* WORK INSTRUCTIONS
Reproduce the listing below verbatim, line for line.

## start GIVEN INFORMATION

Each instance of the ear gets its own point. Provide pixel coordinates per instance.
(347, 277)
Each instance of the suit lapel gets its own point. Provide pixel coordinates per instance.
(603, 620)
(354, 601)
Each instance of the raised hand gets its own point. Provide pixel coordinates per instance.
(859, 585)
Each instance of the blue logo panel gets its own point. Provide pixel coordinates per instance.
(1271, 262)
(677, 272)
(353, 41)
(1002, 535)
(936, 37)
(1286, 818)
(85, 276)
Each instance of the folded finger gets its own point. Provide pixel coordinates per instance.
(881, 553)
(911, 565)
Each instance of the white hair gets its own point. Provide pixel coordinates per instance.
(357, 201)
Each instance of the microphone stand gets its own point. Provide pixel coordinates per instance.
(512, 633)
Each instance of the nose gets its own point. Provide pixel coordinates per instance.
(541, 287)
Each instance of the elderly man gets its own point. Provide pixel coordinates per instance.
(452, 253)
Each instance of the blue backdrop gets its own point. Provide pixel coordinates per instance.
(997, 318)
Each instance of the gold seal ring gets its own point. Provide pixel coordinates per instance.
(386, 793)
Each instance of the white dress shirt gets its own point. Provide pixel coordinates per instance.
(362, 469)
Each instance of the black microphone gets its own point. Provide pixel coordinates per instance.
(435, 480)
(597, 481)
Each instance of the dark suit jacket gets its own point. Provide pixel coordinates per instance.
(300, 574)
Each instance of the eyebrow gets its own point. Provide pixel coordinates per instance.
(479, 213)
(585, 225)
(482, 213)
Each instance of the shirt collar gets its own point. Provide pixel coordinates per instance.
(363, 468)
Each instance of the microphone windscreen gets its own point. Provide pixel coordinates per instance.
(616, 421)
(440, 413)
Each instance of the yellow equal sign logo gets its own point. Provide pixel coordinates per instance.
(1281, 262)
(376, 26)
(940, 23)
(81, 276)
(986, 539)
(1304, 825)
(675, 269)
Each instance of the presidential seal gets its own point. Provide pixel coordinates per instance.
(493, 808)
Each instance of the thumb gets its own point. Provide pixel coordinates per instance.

## end GIVEN INFORMATION

* WRITTEN REPLY
Each instance of the ear gets its own point. Provide pixel coordinates per instance.
(347, 277)
Each instance of the suit lapel gets its own point. Provide pixel coordinates per instance.
(603, 620)
(354, 601)
Each instance of the raised hand gets its own point. Provide pixel coordinates per instance.
(859, 585)
Each instance of the blue logo panel gets its own point. Provide pixel coordinates per instance.
(1271, 262)
(677, 272)
(353, 41)
(1002, 535)
(936, 37)
(1286, 818)
(85, 276)
Each instance of the folded finger gets its own point. Provide pixel coordinates per instance.
(881, 553)
(911, 565)
Each instance of the white hair gets its own point. Provide pixel coordinates per instance.
(357, 201)
Each instance of the microphone stand gets its own point. Provide pixel coordinates per instance.
(512, 633)
Each instance of the nose gets its own point. Provide pixel coordinates per instance.
(541, 287)
Each instance of the elderly man gets its own point. Provide pixel coordinates per instance.
(452, 253)
Each instance of the blue backdrop gets its own point. Provide pixel coordinates per instance.
(997, 318)
Each instance of the gold seal ring gets its own point. Provide pixel coordinates per instance.
(386, 793)
Each instance of the white dress shirt gets its own point. Provide pixel coordinates per instance.
(362, 469)
Each instance of the black microphone gets its own point. Provide pixel coordinates per instance.
(435, 480)
(597, 481)
Each instance of the dark suit jacket gets its own point. Provide pixel coordinates per instance.
(300, 574)
Each instance of the eyebrow gets its own point. Provide pixel coordinates per instance.
(479, 213)
(585, 225)
(482, 213)
Each instance of the shirt collar gets its own point. Provide pixel coordinates per instance.
(363, 468)
Each instance of the microphone windscreen gets its own point. Provide pixel coordinates per instance.
(616, 421)
(440, 413)
Each instance of the yellow equal sign logo gets its own point. Provide pixel coordinates per instance.
(1281, 262)
(376, 26)
(940, 23)
(81, 276)
(986, 539)
(1304, 825)
(675, 269)
Each instance of the presidential seal gets its own point. Provide pixel coordinates per instance.
(493, 808)
Each instance of the thumb gets its own point. Provide pixel coordinates per instance.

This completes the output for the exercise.